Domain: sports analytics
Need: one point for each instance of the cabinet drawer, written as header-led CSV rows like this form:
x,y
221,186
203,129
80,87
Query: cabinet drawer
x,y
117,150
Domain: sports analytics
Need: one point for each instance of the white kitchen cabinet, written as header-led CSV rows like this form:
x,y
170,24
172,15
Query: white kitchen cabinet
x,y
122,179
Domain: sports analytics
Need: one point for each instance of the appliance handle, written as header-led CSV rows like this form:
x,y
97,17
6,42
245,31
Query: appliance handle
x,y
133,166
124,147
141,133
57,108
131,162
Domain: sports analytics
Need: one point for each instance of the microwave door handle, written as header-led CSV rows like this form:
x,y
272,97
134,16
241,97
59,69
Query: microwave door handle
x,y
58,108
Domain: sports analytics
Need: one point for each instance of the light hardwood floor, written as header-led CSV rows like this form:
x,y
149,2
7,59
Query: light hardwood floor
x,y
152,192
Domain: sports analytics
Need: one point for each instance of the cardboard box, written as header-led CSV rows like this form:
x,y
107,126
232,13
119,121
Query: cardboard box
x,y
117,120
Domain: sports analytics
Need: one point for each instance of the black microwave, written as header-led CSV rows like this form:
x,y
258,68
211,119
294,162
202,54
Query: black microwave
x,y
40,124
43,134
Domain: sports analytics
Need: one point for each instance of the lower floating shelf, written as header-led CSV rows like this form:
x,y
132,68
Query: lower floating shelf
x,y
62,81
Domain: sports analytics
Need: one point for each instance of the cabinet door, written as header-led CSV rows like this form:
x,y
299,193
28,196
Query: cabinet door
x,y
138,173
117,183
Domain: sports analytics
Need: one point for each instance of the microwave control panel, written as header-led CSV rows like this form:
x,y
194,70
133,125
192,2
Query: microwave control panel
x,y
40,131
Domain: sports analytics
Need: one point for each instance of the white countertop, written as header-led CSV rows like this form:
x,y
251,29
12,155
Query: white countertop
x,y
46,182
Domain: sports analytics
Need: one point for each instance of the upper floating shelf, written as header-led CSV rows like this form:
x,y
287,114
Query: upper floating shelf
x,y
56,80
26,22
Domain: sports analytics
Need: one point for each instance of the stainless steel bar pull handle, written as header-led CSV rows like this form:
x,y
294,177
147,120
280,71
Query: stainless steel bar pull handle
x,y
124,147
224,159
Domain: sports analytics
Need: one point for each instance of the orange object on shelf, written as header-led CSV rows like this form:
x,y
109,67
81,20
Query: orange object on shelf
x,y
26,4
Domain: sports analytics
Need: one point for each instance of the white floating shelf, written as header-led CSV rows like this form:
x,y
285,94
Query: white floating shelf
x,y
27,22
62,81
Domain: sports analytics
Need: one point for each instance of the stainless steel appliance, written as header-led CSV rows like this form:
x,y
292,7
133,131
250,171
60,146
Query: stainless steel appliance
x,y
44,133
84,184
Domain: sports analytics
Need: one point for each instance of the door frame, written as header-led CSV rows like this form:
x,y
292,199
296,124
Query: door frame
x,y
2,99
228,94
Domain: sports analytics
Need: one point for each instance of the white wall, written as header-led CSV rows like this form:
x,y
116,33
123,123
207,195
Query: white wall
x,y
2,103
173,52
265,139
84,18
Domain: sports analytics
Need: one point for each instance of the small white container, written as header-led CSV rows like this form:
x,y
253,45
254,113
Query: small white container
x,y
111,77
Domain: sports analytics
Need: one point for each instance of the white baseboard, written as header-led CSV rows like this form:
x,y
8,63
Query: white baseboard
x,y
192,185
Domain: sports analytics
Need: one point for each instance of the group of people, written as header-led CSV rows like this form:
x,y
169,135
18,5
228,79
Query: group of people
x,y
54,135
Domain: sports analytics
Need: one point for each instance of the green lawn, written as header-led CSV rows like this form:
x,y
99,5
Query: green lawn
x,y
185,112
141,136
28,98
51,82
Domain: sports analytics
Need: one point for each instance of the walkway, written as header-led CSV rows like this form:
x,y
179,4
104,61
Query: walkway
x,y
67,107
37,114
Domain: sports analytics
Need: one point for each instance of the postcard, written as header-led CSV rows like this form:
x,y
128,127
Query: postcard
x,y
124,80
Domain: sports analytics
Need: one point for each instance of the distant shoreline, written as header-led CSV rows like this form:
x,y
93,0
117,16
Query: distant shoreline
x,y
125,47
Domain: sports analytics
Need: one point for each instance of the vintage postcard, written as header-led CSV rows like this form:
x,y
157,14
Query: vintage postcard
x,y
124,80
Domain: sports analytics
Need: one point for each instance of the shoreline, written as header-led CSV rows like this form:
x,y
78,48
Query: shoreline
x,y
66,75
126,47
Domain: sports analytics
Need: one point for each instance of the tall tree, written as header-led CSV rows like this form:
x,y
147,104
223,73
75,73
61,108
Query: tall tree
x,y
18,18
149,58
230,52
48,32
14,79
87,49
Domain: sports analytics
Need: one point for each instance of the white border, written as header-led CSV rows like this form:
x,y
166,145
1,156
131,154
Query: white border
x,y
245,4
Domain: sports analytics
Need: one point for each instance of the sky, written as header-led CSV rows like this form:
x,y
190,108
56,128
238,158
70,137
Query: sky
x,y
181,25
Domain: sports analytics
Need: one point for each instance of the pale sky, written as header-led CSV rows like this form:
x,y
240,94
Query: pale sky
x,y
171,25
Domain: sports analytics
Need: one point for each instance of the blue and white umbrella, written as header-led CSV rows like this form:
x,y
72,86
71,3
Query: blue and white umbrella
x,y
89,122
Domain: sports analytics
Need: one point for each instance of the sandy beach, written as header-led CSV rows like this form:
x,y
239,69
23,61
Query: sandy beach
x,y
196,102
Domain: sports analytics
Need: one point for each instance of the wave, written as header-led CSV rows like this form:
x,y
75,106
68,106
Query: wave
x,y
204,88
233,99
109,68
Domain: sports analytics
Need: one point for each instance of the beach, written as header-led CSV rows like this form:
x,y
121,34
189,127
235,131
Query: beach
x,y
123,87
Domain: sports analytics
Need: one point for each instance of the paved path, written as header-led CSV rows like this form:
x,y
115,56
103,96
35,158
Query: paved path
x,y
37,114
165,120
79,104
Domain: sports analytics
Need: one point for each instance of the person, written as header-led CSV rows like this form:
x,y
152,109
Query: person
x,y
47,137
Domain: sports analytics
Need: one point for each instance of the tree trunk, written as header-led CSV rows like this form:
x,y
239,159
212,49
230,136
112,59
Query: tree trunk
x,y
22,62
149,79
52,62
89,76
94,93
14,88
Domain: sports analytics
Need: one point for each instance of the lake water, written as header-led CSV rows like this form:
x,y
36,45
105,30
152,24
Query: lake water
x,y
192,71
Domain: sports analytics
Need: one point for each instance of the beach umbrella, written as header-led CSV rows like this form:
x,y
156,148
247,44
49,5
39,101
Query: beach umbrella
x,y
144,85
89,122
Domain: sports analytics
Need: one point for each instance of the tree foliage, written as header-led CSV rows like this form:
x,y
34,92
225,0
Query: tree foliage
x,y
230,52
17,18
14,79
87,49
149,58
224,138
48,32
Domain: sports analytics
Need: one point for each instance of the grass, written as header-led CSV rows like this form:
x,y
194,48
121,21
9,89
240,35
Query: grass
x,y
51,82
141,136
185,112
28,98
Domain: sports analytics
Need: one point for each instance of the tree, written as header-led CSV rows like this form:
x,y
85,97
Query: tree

━━━━━━━━

BRIEF: Write out every record shown above, word for word.

THE RESULT:
Domain: sports analytics
Need: one point for each instance of the cabinet drawer, written as header-led CSV rows like this form:
x,y
221,186
203,129
80,87
Query: cabinet drawer
x,y
117,150
Domain: sports analytics
Need: one point for each instance of the white kitchen cabinet, written as header-led CSV rows like this form:
x,y
170,24
172,15
Query: white kitchen cabinet
x,y
122,179
Domain: sports analytics
Need: one point for each instance of the appliance handle, written as header-led CSV rows like this form:
x,y
97,17
6,42
245,31
Query: appliance handle
x,y
133,166
124,147
141,133
57,108
131,162
Domain: sports analytics
Need: one point for each instance of the microwave door handle, written as header-led CSV rows like this form:
x,y
272,97
134,16
241,97
59,69
Query: microwave door handle
x,y
58,108
Domain: sports analytics
Need: one point for each instance of the light hardwood floor, written as header-led CSV rows like this form:
x,y
149,2
7,59
Query: light hardwood floor
x,y
152,192
Domain: sports analytics
Need: one point for each instance of the cardboard box, written as header-led CSV rows like this form:
x,y
107,126
232,13
119,121
Query: cardboard box
x,y
117,120
Domain: sports analytics
Need: one point for each instance of the black microwave, written as header-led CSV rows like this form:
x,y
258,68
211,119
294,162
202,54
Query: black microwave
x,y
40,124
43,134
Domain: sports analytics
Need: one point for each instance of the lower floating shelf, written as header-led CSV rows like this form:
x,y
132,68
Query: lower floating shelf
x,y
62,81
Domain: sports analytics
Need: one point for each instance of the cabinet door, written as header-led CSV rows like this form:
x,y
299,193
28,196
Query: cabinet door
x,y
138,173
117,183
Domain: sports analytics
Need: one point for each instance of the microwave control panel, written as header-led CSV rows like this form:
x,y
194,70
133,125
192,2
Query: microwave control panel
x,y
40,131
Domain: sports analytics
Need: one point for each instance of the white countertop, written as header-led CSV rows like this form:
x,y
251,29
12,155
Query: white countertop
x,y
46,182
Domain: sports analytics
Need: one point for each instance of the upper floating shelf, written as header-led CSV rows like this form:
x,y
287,114
Query: upper floating shelf
x,y
56,80
26,22
Domain: sports analytics
Need: one point for each instance of the stainless steel bar pull handle, written as header-led CSV rows like this form:
x,y
294,177
147,120
280,71
Query: stainless steel bar pull handle
x,y
124,147
224,159
Domain: sports analytics
Need: one point for each instance of the orange object on shelf, written as header-led CSV rows like this form:
x,y
109,67
81,20
Query: orange object on shelf
x,y
26,4
Domain: sports analytics
Need: one point for each instance of the white floating shelf, written as header-led CSV rows like this form:
x,y
285,94
Query: white floating shelf
x,y
27,22
62,81
Domain: sports analytics
Need: one point for each instance of the stainless steel appliance, written as header-led CSV rows like this form:
x,y
292,7
133,131
250,171
60,146
Query: stainless steel appliance
x,y
44,133
84,184
Domain: sports analytics
Need: one point for each instance of the door frame, written as header-led CSV rows like this form:
x,y
292,199
296,124
Query: door frame
x,y
2,99
228,94
Domain: sports analytics
Need: one point for each instance of the white wall, written as header-led CSV rows like this form:
x,y
116,33
123,123
207,195
Query: white wall
x,y
2,103
173,52
265,139
84,18
Domain: sports analytics
Need: one point for each instance of the small white container, written as header-led CSV rows like this form:
x,y
253,45
254,113
Query: small white container
x,y
111,77
Domain: sports analytics
Need: one point for each instance of the white baseboard, written as header-led CSV rows like this form:
x,y
8,63
Query: white baseboard
x,y
192,185
Domain: sports analytics
Need: one point for each instance of the group of people, written as header-led CSV rows like this form:
x,y
169,135
18,5
228,79
Query: group of people
x,y
54,135
Domain: sports analytics
Need: one point for each instance of the green lawn, written as header-led CSV rows like this form:
x,y
99,5
Query: green lawn
x,y
185,112
141,136
28,98
51,82
Domain: sports analytics
Need: one point for each instance of the walkway, written as header-led CSV rows like this form:
x,y
179,4
104,61
Query: walkway
x,y
67,107
37,114
Domain: sports analytics
Need: one point for each instance of the postcard, written as header-led CSV rows like this form:
x,y
128,127
Query: postcard
x,y
124,80
Domain: sports analytics
Need: one point for each instance of the distant shoreline, written as header-led CSV rows like this form:
x,y
93,0
117,16
Query: distant shoreline
x,y
125,47
Domain: sports analytics
Need: one point for each instance of the vintage postcard, written as header-led CSV rows like this form:
x,y
157,14
Query: vintage postcard
x,y
124,80
Domain: sports analytics
Need: one point for each instance of the shoreline, written as header-led CSV rows like this form:
x,y
78,48
Query: shoreline
x,y
66,75
126,47
Domain: sports analytics
Need: one point for each instance of the tall tree, written as header-led CSV rows like this form:
x,y
147,104
223,73
75,73
61,108
Query: tall tree
x,y
18,18
149,58
230,52
48,32
14,79
87,49
Domain: sports analytics
Need: one point for each instance of the white border, written as header-led CSV rows like this form:
x,y
166,145
1,156
131,154
Query: white border
x,y
245,4
Domain: sports analytics
Need: one point for each instance of the sky, written as header-led CSV rows like this form:
x,y
190,108
56,128
238,158
70,137
Query: sky
x,y
181,25
Domain: sports analytics
Need: one point for each instance of the pale sky, written as header-led CSV rows like this form:
x,y
240,94
Query: pale sky
x,y
171,25
Domain: sports analytics
Need: one point for each instance of the blue and white umbrella, written as header-led CSV rows like this form:
x,y
72,86
71,3
Query: blue and white umbrella
x,y
89,122
Domain: sports analytics
Need: one point for each instance of the sandy beach, written as header-led CSV rows like this form:
x,y
239,69
23,61
Query: sandy beach
x,y
196,102
Domain: sports analytics
Need: one point for each instance of the wave, written as header-led CSV rows like this form:
x,y
75,106
68,106
Query: wave
x,y
204,88
233,99
109,68
Domain: sports analytics
Need: one point for each instance of the beach, written as header-led CSV rows like this form:
x,y
121,34
189,127
235,131
Query: beach
x,y
123,87
Domain: sports analytics
Need: one point for each instance of the paved path, written as header-led CSV rows like this form:
x,y
115,56
103,96
35,158
Query: paved path
x,y
37,114
165,120
79,104
Domain: sports analytics
Need: one point for each instance of the person, written as header-led CSV rows like this form:
x,y
152,109
Query: person
x,y
47,137
Domain: sports analytics
Need: one point for each instance of the tree trunk, written as header-led CSV rows like this form:
x,y
239,159
212,49
230,136
112,59
Query: tree trunk
x,y
22,62
149,79
52,62
89,76
94,93
14,88
Domain: sports analytics
Need: one point for each instance of the lake water, written as header-led CSV rows like this form:
x,y
36,45
105,30
152,24
Query: lake water
x,y
192,71
Domain: sports analytics
Need: one point for each instance of the beach umbrella, written as header-led CSV rows like this form:
x,y
156,148
247,44
49,5
39,101
Query: beach umbrella
x,y
144,85
89,122
Domain: sports analytics
Need: one point for each instance of the tree foliage, written as header-led CSV rows like this form:
x,y
34,92
225,0
Query: tree foliage
x,y
230,52
17,18
14,79
87,49
149,58
224,138
48,32
Domain: sports analytics
Need: one point for each instance of the grass, written as header-led CSV rows like this form:
x,y
194,48
121,21
9,89
240,35
Query: grass
x,y
51,82
141,136
185,112
28,98
Domain: sports analytics
Need: one point for each instance of the tree, written as header-led CSV rows like this form:
x,y
85,97
Query: tree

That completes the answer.